→ **Problem to work on**:
Return, word for word, only the lines from the one containing "TASK = place a pin on each instance of the street" through the last line of the entries.

→ **Record set**:
+ + + +
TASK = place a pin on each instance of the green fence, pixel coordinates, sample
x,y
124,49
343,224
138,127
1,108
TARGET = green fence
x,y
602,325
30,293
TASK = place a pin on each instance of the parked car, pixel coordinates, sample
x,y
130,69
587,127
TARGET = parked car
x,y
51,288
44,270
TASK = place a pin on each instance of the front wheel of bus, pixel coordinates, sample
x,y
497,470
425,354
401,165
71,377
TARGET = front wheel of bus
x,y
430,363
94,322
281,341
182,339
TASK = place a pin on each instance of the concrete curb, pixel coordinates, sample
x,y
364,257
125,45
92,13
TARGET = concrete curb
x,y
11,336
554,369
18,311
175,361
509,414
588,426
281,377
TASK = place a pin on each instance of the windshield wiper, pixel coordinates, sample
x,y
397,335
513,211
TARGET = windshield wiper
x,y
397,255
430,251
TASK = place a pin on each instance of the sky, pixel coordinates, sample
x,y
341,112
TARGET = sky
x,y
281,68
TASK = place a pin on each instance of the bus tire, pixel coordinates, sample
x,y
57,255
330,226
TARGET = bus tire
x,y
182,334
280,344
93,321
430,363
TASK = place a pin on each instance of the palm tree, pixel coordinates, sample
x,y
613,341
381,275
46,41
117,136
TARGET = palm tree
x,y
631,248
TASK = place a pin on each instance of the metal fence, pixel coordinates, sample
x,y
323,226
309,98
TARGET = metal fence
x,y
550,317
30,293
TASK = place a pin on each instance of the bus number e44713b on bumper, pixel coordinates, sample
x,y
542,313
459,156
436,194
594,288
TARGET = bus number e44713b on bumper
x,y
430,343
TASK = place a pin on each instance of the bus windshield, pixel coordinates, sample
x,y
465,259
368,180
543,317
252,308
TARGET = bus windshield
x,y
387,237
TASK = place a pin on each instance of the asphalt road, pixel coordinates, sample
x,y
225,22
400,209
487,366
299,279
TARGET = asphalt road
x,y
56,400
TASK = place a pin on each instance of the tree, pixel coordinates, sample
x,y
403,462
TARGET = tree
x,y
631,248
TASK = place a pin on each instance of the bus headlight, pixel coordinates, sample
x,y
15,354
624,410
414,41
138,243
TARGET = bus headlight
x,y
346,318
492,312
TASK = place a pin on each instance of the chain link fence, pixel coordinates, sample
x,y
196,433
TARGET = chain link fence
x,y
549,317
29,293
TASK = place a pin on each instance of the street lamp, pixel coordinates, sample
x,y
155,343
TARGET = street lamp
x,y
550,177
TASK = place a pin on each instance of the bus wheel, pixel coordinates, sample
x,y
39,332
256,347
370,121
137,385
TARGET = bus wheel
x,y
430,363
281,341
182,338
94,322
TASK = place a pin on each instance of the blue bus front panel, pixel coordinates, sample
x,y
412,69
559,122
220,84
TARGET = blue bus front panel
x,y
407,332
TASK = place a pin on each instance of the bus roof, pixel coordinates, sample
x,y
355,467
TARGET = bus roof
+ + + +
→ **Exercise output**:
TASK = place a pin on each instance of the street lamp, pixel coordinates, sample
x,y
155,343
TARGET = street lamp
x,y
550,177
TASK = place a pin on each instance of the bus wheel, pixel coordinates, sample
x,y
39,332
256,347
370,121
137,385
TARGET = bus wheel
x,y
430,363
281,341
182,338
94,322
TASK = place a pin on each instance of the blue bus front panel, pixel coordinates, sample
x,y
412,69
559,122
220,84
TARGET = blue bus front panel
x,y
407,332
TASK = place a pin on each instance of the bus roof, pixel coordinates, sample
x,y
355,467
TARGET = bus roof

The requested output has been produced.